→ REQUEST: Rewrite the lines of the material below, from the line containing "outline blue boat hull, every instance" through the end of the material. Keep the requests as they stand, and multiply every vertex coordinate in the answer outlines by 2.45, rounding to whole numbers with halves rounded up; give only those lines.

→ AVAILABLE DATA:
=====

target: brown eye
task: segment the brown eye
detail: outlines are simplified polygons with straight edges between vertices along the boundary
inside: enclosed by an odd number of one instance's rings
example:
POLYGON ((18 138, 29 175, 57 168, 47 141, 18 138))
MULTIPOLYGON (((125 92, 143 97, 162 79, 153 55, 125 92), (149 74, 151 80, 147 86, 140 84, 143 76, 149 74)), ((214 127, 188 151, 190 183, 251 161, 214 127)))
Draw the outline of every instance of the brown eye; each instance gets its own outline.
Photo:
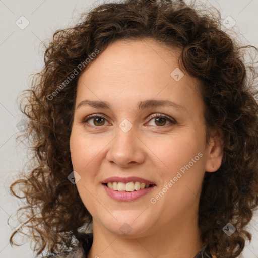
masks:
MULTIPOLYGON (((176 122, 173 118, 162 114, 155 114, 149 117, 148 119, 151 119, 150 121, 153 120, 154 121, 154 126, 156 125, 158 127, 164 127, 167 121, 170 124, 176 124, 176 122)), ((151 125, 153 125, 151 124, 151 125)))
POLYGON ((105 121, 106 121, 106 119, 97 115, 91 115, 87 116, 85 119, 82 122, 82 123, 89 123, 90 125, 93 126, 100 126, 103 125, 105 124, 105 121), (89 121, 93 120, 93 124, 89 123, 89 121))

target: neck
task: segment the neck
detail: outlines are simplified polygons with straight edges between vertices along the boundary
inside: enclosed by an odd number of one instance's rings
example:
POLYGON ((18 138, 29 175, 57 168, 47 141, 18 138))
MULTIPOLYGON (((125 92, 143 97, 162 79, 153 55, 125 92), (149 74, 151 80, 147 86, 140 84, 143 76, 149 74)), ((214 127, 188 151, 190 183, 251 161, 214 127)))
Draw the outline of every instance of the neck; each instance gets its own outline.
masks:
POLYGON ((202 249, 198 217, 173 219, 144 236, 113 234, 93 219, 94 237, 88 258, 194 258, 202 249))

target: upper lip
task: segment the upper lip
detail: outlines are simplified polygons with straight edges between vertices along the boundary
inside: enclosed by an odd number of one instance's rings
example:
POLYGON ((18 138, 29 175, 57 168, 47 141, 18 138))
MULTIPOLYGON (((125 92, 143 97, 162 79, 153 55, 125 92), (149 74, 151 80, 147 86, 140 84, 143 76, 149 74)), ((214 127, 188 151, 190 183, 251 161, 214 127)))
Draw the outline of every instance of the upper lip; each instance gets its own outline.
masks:
POLYGON ((137 176, 130 176, 129 177, 119 177, 118 176, 112 176, 108 177, 105 179, 102 183, 107 183, 109 182, 122 182, 123 183, 129 183, 130 182, 140 182, 141 183, 145 183, 146 184, 155 184, 153 182, 151 182, 148 180, 138 177, 137 176))

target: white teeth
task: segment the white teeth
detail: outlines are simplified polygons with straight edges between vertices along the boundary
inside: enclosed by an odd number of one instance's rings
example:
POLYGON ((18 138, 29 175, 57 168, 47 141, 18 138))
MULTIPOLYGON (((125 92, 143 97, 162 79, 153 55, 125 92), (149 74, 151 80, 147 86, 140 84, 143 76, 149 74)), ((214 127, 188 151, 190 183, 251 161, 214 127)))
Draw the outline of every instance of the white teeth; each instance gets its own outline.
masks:
POLYGON ((113 182, 113 187, 112 187, 113 190, 114 190, 115 191, 117 190, 117 184, 118 184, 117 182, 113 182))
POLYGON ((130 182, 124 183, 122 182, 108 182, 107 187, 115 191, 133 191, 150 187, 150 184, 146 184, 140 182, 130 182))
POLYGON ((135 190, 140 190, 141 189, 141 183, 136 182, 135 183, 135 190))
POLYGON ((145 184, 144 183, 142 183, 141 184, 141 189, 144 189, 145 187, 145 184))
POLYGON ((107 186, 109 187, 110 189, 113 189, 113 184, 111 182, 107 183, 107 186))
POLYGON ((125 184, 119 182, 117 184, 117 190, 118 191, 125 191, 125 184))
POLYGON ((125 190, 126 191, 133 191, 135 190, 135 184, 134 182, 130 182, 125 184, 125 190))

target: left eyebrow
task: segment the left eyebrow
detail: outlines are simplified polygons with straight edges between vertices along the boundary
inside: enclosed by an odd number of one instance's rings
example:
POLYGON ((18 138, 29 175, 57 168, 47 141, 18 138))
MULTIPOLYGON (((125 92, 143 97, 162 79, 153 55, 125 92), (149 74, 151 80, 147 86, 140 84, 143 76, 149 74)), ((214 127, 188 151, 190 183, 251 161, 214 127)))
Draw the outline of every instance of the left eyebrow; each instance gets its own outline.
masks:
MULTIPOLYGON (((90 106, 94 108, 104 108, 106 109, 111 109, 110 104, 106 101, 101 101, 98 100, 89 100, 85 99, 79 103, 76 107, 77 109, 80 107, 83 106, 90 106)), ((170 100, 161 100, 156 99, 148 99, 144 101, 140 101, 138 103, 137 107, 138 110, 142 110, 151 107, 156 107, 159 106, 167 106, 174 107, 177 109, 182 110, 187 112, 185 107, 179 105, 178 103, 171 101, 170 100)))

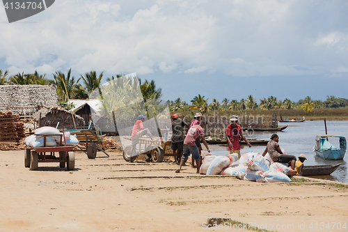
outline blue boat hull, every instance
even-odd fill
[[[329,149],[324,151],[319,151],[315,150],[315,153],[324,160],[343,160],[345,157],[345,150],[342,149]]]

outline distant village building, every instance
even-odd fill
[[[0,85],[0,111],[32,115],[42,105],[58,105],[56,86]]]

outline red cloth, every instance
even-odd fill
[[[143,125],[143,121],[141,120],[138,120],[135,122],[133,126],[133,130],[132,131],[132,137],[133,138],[144,126]]]
[[[241,133],[242,127],[238,124],[235,126],[232,125],[232,124],[230,124],[227,126],[226,135],[230,136],[230,141],[232,143],[232,148],[230,147],[229,143],[227,143],[228,150],[240,150],[239,134]]]
[[[193,125],[187,132],[185,140],[184,141],[184,144],[195,146],[196,139],[197,139],[200,135],[204,135],[203,128],[202,128],[202,127],[199,125]]]

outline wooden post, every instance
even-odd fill
[[[327,128],[326,128],[326,119],[324,119],[324,124],[325,125],[325,134],[327,134]],[[326,137],[326,140],[329,141],[328,137]]]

=====

→ FULL OUTPUT:
outline blue boat hull, every instance
even-odd fill
[[[806,365],[794,370],[782,370],[772,368],[772,375],[794,392],[840,392],[845,385],[845,368],[838,365]]]

outline distant village building, every instance
even-odd fill
[[[0,208],[0,272],[78,282],[103,257],[142,257],[137,211]]]

outline red cloth, every instance
even-odd fill
[[[350,306],[350,296],[345,294],[338,294],[331,299],[326,309],[326,319],[323,321],[323,336],[326,338],[353,309]]]
[[[590,326],[593,311],[583,304],[576,309],[568,306],[568,304],[564,304],[556,309],[554,331],[564,333],[564,345],[568,350],[568,363],[564,360],[561,350],[556,350],[559,368],[588,368],[586,328]]]
[[[473,306],[458,323],[453,343],[451,345],[451,353],[478,358],[480,341],[483,341],[490,331],[500,331],[497,314],[495,314],[495,311],[488,306]]]

outline wooden post, every instance
even-odd fill
[[[801,314],[799,314],[799,292],[794,292],[794,304],[796,306],[796,328],[801,328]],[[799,336],[799,343],[806,345],[804,336]]]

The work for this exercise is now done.